| YOUR TASK |
Copy the lines exactly as they appear, starting with the first line of the records and ending with the line that contains "target | small stone".

(Stored data entries)
☆ ☆ ☆ ☆ ☆ ☆ ☆
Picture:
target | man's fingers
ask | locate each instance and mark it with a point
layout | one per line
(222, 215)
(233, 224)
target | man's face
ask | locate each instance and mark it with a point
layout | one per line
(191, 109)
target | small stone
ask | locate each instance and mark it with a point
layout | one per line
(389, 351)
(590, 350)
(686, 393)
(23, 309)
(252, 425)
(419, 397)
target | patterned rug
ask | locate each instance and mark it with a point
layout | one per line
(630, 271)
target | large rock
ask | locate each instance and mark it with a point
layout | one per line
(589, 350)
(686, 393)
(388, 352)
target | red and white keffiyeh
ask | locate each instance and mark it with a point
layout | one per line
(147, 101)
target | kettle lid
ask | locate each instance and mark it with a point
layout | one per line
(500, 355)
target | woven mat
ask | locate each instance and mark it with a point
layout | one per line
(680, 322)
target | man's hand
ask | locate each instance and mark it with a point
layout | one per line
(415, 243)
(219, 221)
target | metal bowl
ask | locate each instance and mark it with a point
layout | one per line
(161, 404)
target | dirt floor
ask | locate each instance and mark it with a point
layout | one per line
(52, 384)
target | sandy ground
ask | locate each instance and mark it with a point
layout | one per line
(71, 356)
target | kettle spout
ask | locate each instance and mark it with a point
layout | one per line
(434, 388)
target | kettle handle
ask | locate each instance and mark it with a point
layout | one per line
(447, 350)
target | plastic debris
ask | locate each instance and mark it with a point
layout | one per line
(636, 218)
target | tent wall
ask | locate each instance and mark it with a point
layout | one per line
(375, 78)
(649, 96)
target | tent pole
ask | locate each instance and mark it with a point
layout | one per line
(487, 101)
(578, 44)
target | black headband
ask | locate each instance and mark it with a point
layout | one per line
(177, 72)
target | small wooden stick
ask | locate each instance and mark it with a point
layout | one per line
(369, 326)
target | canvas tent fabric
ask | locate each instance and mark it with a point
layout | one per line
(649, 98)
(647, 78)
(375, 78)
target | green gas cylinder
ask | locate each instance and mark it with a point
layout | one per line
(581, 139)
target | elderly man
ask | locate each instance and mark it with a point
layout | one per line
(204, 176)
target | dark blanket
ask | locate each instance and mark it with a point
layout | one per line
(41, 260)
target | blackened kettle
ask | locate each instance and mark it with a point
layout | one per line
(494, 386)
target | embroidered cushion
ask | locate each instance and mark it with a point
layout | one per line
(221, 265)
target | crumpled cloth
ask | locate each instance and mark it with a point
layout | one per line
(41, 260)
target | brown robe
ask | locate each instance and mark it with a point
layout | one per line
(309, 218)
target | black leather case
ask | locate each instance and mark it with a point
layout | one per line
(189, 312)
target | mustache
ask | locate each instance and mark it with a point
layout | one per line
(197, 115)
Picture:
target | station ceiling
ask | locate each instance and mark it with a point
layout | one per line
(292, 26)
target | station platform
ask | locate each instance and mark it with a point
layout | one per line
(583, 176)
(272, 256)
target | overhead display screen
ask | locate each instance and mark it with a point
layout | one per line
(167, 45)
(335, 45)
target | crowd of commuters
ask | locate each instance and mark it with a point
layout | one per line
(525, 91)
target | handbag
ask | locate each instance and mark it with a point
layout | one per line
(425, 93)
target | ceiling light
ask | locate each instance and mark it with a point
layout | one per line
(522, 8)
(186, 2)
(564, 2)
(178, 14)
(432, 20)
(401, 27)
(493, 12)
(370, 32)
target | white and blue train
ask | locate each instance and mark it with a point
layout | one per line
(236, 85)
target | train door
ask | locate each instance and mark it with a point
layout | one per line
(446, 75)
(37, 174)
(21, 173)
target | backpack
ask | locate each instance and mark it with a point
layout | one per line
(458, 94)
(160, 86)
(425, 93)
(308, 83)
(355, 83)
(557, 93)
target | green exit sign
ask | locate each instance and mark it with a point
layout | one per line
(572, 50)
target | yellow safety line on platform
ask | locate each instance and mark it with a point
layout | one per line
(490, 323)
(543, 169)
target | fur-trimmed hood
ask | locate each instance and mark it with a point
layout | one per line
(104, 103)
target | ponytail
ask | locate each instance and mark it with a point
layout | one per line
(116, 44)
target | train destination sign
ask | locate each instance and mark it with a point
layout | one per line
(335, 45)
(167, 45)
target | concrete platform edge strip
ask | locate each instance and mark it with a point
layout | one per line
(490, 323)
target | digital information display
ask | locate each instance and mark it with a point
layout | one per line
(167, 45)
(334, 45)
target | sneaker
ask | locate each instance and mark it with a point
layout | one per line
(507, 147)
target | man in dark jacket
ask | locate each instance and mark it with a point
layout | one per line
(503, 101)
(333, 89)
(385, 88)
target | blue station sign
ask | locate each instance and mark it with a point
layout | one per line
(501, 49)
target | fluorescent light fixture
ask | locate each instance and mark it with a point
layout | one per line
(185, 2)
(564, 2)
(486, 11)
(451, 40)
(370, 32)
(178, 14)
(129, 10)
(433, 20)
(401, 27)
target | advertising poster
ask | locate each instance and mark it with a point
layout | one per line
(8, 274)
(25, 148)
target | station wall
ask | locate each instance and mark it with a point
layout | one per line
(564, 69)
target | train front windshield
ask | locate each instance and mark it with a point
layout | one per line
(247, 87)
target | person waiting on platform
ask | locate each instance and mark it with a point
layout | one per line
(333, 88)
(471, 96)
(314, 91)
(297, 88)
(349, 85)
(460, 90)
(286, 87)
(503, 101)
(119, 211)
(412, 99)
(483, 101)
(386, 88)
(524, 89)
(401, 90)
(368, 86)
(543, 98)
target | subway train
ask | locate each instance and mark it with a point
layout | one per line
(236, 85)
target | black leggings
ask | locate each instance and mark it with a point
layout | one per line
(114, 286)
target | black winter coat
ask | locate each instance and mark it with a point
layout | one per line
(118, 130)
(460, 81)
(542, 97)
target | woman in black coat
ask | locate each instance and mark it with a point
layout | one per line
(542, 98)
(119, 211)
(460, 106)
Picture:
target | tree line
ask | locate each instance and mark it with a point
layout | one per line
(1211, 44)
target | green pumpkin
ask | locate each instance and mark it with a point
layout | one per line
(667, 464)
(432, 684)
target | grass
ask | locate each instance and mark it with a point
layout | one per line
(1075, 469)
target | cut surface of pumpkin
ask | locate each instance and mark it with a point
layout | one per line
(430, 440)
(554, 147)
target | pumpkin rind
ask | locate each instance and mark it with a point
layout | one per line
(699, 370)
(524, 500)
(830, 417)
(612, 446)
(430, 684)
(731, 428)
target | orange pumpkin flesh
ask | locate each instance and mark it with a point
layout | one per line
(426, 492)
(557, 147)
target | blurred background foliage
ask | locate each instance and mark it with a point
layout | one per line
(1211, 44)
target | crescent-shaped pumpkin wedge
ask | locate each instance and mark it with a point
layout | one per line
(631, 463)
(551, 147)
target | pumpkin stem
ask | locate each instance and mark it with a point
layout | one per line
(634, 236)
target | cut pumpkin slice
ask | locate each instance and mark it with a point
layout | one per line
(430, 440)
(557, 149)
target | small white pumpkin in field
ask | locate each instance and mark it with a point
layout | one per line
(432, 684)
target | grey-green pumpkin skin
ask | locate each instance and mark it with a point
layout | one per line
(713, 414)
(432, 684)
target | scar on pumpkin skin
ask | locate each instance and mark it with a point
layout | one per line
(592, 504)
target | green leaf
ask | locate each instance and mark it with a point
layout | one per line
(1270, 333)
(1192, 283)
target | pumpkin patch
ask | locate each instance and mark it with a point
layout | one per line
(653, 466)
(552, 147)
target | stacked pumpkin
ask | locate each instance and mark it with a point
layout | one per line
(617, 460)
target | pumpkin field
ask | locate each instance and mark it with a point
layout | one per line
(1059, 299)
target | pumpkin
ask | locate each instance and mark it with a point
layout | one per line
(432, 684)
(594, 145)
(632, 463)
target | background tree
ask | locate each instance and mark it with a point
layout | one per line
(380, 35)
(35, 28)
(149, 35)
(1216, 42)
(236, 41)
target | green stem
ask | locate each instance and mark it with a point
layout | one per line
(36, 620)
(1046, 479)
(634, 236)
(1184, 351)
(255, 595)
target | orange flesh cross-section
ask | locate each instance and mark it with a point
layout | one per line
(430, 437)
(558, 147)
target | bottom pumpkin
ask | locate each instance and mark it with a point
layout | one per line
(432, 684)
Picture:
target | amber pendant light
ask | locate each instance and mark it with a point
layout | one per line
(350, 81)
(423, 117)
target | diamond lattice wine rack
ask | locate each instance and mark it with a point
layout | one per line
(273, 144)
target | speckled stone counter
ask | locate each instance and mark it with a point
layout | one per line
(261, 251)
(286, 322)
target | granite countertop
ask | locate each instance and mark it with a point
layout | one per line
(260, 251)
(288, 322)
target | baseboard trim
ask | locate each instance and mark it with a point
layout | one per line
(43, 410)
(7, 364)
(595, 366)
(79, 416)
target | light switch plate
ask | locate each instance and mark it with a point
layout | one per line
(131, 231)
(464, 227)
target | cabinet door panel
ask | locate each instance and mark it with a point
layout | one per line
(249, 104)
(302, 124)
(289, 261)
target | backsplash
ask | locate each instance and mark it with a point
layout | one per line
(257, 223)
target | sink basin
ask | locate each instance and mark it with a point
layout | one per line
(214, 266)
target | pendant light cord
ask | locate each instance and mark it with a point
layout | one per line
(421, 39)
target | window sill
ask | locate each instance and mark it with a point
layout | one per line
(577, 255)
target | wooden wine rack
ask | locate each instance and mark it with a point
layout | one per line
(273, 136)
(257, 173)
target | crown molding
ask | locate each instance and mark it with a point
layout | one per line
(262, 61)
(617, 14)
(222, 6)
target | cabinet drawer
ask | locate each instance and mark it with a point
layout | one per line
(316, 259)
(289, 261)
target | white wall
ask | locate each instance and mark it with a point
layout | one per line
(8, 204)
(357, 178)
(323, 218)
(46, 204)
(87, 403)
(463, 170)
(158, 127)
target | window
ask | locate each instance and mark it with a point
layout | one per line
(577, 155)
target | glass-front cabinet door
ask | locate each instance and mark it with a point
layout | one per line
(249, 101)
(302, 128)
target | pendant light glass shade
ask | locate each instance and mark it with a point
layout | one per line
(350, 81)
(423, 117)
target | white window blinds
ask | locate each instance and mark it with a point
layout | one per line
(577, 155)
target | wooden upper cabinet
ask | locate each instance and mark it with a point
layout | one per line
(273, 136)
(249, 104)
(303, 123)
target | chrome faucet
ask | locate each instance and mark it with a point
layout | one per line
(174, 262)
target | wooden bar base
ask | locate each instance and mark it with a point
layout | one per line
☆ ☆ ☆ ☆ ☆ ☆ ☆
| OUTPUT OF THE EXERCISE |
Picture:
target | man's fingers
ask | locate each instance and mark it with a point
layout | one per line
(222, 215)
(233, 224)
target | man's face
ask | locate each instance and mark it with a point
layout | one per line
(191, 109)
target | small stone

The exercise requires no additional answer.